WHAT TO PRODUCE: Copy out, from the entries below, each line that holds the string "yellow".

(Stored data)
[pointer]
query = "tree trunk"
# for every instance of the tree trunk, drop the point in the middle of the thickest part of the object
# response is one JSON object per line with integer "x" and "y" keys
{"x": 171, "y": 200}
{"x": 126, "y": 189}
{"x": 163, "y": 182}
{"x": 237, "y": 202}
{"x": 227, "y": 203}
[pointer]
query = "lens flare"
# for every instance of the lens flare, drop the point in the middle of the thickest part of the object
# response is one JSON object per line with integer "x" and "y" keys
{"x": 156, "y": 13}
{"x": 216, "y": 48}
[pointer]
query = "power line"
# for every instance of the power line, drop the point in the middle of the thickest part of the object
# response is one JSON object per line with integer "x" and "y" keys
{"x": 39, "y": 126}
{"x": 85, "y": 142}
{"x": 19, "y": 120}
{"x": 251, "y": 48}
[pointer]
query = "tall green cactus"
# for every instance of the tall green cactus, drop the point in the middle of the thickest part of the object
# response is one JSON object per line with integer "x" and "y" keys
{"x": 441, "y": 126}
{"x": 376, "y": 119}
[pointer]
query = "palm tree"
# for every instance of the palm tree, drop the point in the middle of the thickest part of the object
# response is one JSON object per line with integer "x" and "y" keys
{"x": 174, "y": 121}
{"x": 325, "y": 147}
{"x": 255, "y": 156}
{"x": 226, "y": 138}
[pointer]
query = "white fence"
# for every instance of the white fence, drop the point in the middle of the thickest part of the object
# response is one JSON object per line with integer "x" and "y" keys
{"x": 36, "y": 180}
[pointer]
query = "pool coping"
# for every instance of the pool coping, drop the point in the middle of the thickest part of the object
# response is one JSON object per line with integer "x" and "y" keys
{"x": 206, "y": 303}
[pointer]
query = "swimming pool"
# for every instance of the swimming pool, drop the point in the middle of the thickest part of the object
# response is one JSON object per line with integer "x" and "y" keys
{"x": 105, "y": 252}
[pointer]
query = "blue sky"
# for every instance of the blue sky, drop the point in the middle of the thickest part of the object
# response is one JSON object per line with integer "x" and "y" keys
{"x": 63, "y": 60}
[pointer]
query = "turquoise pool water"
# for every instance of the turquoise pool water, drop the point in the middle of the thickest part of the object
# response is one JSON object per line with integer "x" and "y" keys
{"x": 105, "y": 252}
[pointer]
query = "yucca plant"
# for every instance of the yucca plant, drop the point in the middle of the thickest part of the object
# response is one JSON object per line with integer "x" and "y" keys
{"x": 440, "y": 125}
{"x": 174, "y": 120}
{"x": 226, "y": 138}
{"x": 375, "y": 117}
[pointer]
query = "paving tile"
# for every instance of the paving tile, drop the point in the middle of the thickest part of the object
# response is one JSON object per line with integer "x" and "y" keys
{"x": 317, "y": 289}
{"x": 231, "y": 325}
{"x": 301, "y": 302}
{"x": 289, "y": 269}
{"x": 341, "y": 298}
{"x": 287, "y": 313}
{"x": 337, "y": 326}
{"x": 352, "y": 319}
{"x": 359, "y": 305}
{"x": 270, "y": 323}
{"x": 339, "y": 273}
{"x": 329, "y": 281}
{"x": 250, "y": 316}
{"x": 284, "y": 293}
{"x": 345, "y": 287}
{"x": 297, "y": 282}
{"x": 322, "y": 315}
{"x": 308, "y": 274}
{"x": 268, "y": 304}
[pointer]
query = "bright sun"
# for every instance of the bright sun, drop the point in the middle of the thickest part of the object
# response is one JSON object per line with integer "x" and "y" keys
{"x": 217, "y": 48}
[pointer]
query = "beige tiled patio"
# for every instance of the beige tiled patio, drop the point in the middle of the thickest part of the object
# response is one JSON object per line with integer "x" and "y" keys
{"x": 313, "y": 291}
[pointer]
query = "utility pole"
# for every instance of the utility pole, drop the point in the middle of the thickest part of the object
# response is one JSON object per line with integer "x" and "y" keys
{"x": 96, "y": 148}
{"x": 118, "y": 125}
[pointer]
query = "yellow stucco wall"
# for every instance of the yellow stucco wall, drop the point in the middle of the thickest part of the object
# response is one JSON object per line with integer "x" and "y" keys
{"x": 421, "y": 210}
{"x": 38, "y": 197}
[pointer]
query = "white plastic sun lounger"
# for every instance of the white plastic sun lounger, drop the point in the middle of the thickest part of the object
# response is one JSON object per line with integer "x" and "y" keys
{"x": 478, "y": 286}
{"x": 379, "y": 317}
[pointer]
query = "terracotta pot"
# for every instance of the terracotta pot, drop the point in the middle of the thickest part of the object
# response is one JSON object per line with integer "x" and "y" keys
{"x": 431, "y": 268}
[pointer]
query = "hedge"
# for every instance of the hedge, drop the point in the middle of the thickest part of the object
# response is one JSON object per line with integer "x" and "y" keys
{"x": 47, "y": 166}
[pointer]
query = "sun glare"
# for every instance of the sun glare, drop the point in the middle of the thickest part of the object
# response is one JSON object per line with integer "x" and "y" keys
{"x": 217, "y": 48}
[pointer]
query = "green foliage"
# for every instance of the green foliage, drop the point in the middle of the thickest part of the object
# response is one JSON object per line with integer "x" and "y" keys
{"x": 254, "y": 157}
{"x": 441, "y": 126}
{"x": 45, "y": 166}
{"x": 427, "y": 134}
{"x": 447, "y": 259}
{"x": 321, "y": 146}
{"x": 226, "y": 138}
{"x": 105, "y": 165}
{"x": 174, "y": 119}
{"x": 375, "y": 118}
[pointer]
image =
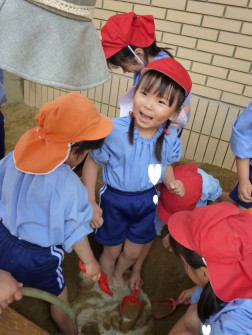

RESPONSE TO THIS EXERCISE:
query = "yellow stucco wall"
# for every instance of the yellow stucco wall, drop the point in the middle of the thickest part of the object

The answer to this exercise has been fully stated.